[Data items]
++++++++++
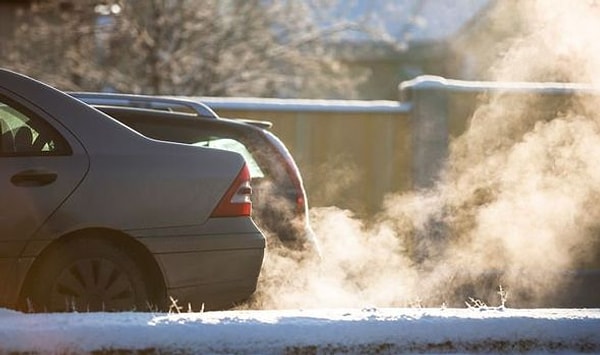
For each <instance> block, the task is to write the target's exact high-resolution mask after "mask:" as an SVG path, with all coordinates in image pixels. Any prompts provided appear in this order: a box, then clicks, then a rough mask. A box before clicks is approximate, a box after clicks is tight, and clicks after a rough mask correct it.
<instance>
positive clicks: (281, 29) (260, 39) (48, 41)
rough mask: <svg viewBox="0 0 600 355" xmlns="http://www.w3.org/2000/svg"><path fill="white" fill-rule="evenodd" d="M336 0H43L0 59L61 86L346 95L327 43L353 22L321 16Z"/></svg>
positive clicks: (42, 78)
mask: <svg viewBox="0 0 600 355" xmlns="http://www.w3.org/2000/svg"><path fill="white" fill-rule="evenodd" d="M340 4H341V3H340V2H339V1H331V0H311V1H285V0H279V1H277V0H266V1H265V0H202V1H197V0H129V1H121V2H113V3H110V2H108V3H107V2H103V3H100V4H99V3H98V1H97V0H78V1H71V2H66V1H64V0H47V1H43V2H40V3H35V5H33V7H32V8H31V11H27V12H24V13H23V19H25V18H27V21H22V25H21V26H19V28H17V30H16V32H15V37H14V41H13V42H12V43H11V44H9V46H10V50H7V51H5V52H6V53H8V54H7V55H6V56H5V58H0V60H1V61H2V62H0V63H1V64H2V66H5V67H9V68H12V69H15V70H17V71H21V72H24V73H26V74H29V75H32V76H34V77H37V78H39V79H41V80H44V81H46V82H49V83H51V84H54V85H56V86H58V87H60V88H63V89H66V90H116V91H122V92H134V93H147V94H174V95H215V96H275V97H343V98H352V97H354V96H355V89H356V87H357V85H358V84H359V83H360V82H361V81H362V80H363V79H364V78H365V75H366V74H367V73H365V72H351V71H350V69H349V68H348V67H346V66H345V65H344V64H343V63H342V62H341V61H340V60H339V59H338V58H337V57H336V56H335V53H334V49H333V47H332V46H331V43H332V41H334V40H335V38H336V36H337V35H339V34H341V33H344V32H347V31H349V30H353V31H362V32H363V33H364V34H366V35H367V36H374V37H378V38H386V37H385V35H383V33H382V32H381V31H375V30H374V29H373V28H370V27H369V26H367V25H365V23H363V22H361V21H358V20H354V21H348V20H334V21H331V18H330V19H329V22H327V23H326V22H323V21H322V20H321V19H320V18H319V16H316V15H315V14H318V13H319V11H322V10H323V9H331V8H335V7H338V8H339V7H340Z"/></svg>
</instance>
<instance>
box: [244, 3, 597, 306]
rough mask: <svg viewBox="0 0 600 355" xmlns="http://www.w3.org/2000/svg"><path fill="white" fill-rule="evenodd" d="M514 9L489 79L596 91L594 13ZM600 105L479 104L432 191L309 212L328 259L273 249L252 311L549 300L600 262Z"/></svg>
mask: <svg viewBox="0 0 600 355" xmlns="http://www.w3.org/2000/svg"><path fill="white" fill-rule="evenodd" d="M515 6H519V7H518V9H519V10H520V15H521V16H523V18H524V19H525V21H524V23H525V24H526V28H525V32H524V34H523V36H521V37H519V38H515V39H513V40H511V42H510V46H507V47H505V48H506V50H505V51H504V52H503V53H502V55H501V57H500V59H499V60H498V61H497V62H496V63H495V65H494V66H493V67H492V68H491V70H490V73H489V75H490V76H491V77H492V78H493V79H494V80H498V81H513V82H518V81H537V82H540V81H552V82H584V83H589V84H592V85H596V86H598V85H599V84H600V83H599V82H598V81H599V80H600V75H598V74H600V64H599V63H600V42H598V41H597V38H600V4H597V3H596V2H595V1H577V2H565V1H561V0H539V1H529V2H522V3H520V4H518V5H515ZM511 15H513V16H514V14H511ZM501 45H505V43H502V44H501ZM599 97H600V95H562V96H560V95H549V96H540V95H534V94H526V93H518V94H515V93H510V92H502V91H498V92H494V93H491V94H487V95H482V97H480V98H479V106H478V108H477V109H476V110H475V112H474V114H473V116H472V117H471V119H470V124H469V126H468V129H467V131H466V132H465V133H464V134H462V135H461V136H460V137H457V138H455V139H454V140H453V141H452V142H451V146H450V152H449V157H448V161H447V165H446V168H445V170H444V171H443V174H442V175H441V178H440V179H439V181H438V182H437V184H436V185H435V186H434V187H432V188H430V189H428V190H422V191H414V192H409V193H402V194H396V195H391V196H388V197H387V198H386V200H385V202H384V206H383V209H382V212H381V213H380V214H379V215H377V216H376V217H375V218H373V219H370V220H368V221H366V220H361V219H359V218H357V217H355V216H354V215H353V213H352V212H351V211H348V210H341V209H339V208H336V207H326V208H313V209H312V210H311V217H312V223H313V227H314V229H315V231H316V234H317V235H318V237H319V240H320V243H321V249H322V250H321V251H322V260H321V261H320V262H319V263H313V262H307V261H302V259H301V258H300V257H298V256H297V255H293V252H291V251H288V250H286V249H283V248H277V249H271V250H268V252H267V256H266V260H265V265H264V269H263V275H262V279H261V281H260V284H259V289H258V291H257V294H256V298H255V299H254V300H253V301H252V303H251V304H250V305H249V307H260V308H271V309H273V308H313V307H368V306H378V307H385V306H415V305H416V306H440V305H442V304H447V305H458V306H460V305H464V302H465V301H466V300H468V299H469V297H473V298H476V299H482V300H485V301H486V302H489V303H496V304H499V303H500V300H499V297H498V295H497V294H496V293H497V291H498V287H499V286H502V288H503V289H505V290H507V291H508V298H507V305H508V306H536V305H539V304H541V303H540V302H544V301H547V300H550V301H553V300H554V298H553V297H554V295H555V294H556V292H558V291H564V290H565V289H566V290H568V288H569V287H570V284H569V283H568V278H566V277H565V275H568V272H569V271H570V270H574V269H577V268H579V267H581V266H582V265H583V264H586V263H588V264H589V263H592V262H595V263H598V260H600V258H599V256H600V255H598V250H599V249H600V239H599V235H600V233H598V232H599V230H598V225H599V223H598V222H599V221H600V203H598V202H599V201H600V163H599V162H598V159H600V117H599V115H598V114H597V112H600V110H599V108H600V99H599ZM345 174H347V173H345ZM596 266H598V265H596ZM567 293H568V292H567Z"/></svg>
++++++++++
### Your assignment
Your task is to copy every line in the entries that holds the string "instance".

### Worked solution
For each <instance> block, the task is to write the target's exact high-resolution mask after "mask:" as an SVG path, with all coordinates in image pixels. Any prompts provided appear in this order: a box, then clicks, then a rough mask. A box before clicks is approximate, a box after clicks is tight, and clicks after a rough mask correct it.
<instance>
</instance>
<instance>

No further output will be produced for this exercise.